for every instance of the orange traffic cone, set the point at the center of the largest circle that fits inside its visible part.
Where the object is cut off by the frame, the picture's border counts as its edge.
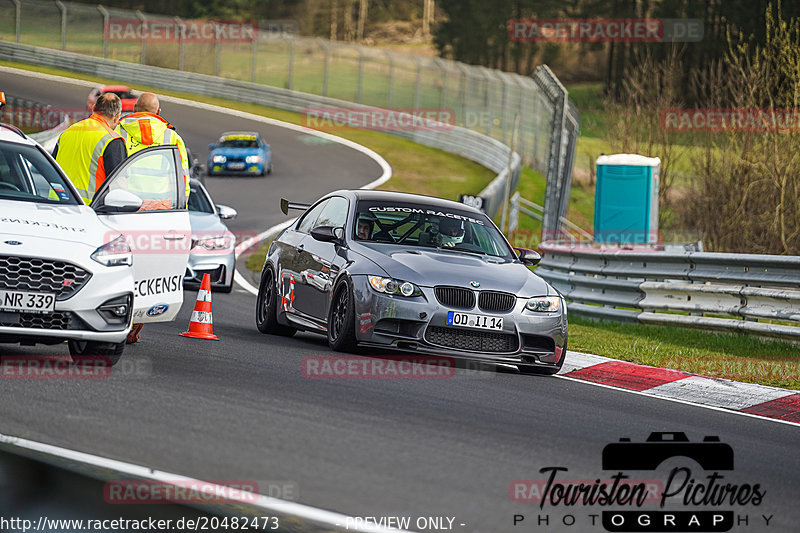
(201, 326)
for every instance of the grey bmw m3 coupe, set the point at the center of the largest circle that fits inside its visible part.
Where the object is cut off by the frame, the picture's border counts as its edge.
(414, 273)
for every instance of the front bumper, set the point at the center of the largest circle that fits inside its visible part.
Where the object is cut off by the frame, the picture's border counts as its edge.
(220, 266)
(420, 324)
(78, 317)
(248, 170)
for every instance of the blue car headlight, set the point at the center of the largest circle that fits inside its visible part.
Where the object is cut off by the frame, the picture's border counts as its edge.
(394, 286)
(544, 304)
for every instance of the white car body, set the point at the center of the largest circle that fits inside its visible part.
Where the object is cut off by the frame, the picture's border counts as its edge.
(38, 237)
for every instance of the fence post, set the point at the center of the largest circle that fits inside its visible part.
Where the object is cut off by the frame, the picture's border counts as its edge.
(143, 19)
(462, 93)
(513, 213)
(418, 85)
(326, 65)
(390, 82)
(442, 93)
(17, 17)
(253, 55)
(217, 55)
(61, 7)
(181, 44)
(103, 11)
(290, 80)
(360, 86)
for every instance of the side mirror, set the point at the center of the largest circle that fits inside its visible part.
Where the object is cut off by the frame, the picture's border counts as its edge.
(226, 212)
(327, 234)
(119, 201)
(528, 257)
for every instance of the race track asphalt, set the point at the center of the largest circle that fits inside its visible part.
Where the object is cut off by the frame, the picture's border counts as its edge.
(240, 409)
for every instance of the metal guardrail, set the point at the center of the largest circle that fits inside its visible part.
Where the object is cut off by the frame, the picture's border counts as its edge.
(757, 294)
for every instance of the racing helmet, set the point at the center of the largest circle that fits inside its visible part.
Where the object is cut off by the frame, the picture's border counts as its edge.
(450, 231)
(366, 217)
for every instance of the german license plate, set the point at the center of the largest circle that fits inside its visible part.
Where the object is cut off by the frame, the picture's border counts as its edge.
(474, 321)
(32, 302)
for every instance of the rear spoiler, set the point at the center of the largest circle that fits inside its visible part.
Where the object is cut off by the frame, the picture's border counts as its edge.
(286, 205)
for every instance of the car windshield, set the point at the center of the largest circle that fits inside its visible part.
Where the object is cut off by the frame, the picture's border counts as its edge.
(421, 225)
(198, 201)
(124, 95)
(238, 142)
(27, 175)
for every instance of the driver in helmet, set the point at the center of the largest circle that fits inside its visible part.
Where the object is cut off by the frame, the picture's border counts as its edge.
(450, 232)
(365, 226)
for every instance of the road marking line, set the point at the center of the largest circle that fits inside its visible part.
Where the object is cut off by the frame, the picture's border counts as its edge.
(265, 503)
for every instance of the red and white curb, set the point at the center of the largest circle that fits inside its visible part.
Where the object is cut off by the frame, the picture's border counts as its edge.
(747, 398)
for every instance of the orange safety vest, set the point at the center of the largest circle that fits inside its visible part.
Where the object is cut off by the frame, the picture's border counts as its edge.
(80, 151)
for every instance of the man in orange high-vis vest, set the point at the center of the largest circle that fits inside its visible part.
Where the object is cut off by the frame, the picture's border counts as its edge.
(145, 128)
(90, 150)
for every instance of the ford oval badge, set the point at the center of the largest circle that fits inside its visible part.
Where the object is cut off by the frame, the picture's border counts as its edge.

+ + + + + + +

▸ **Problem details**
Everything from the line containing "for every instance of the red" through the final line of the entries is to be written out exactly. No other lines belong in the answer.

▸ **Result of this exercise**
for every instance of the red and white curb, set the point at the center of the largest circle that fits inside its visible part.
Where the object is cut off by the frame, the picture's border counts as its edge.
(747, 398)
for every instance of the orange safety vest, set the point at the center of the largest circle that fits inside its visible part.
Where the object is cut off by the frame, the picture's border counts as its edge.
(80, 151)
for every instance of the man in orange high-vis vest, set the point at the center of the largest circle that fits inside its visible part.
Where the object is cut off by the frame, the picture's border counts as its edge.
(145, 128)
(90, 150)
for every instance of the ford oval badge, set the point at the center of the largest circle that fits inside its visible part.
Where the object is cut off by the frame, the picture's border counts as its edge.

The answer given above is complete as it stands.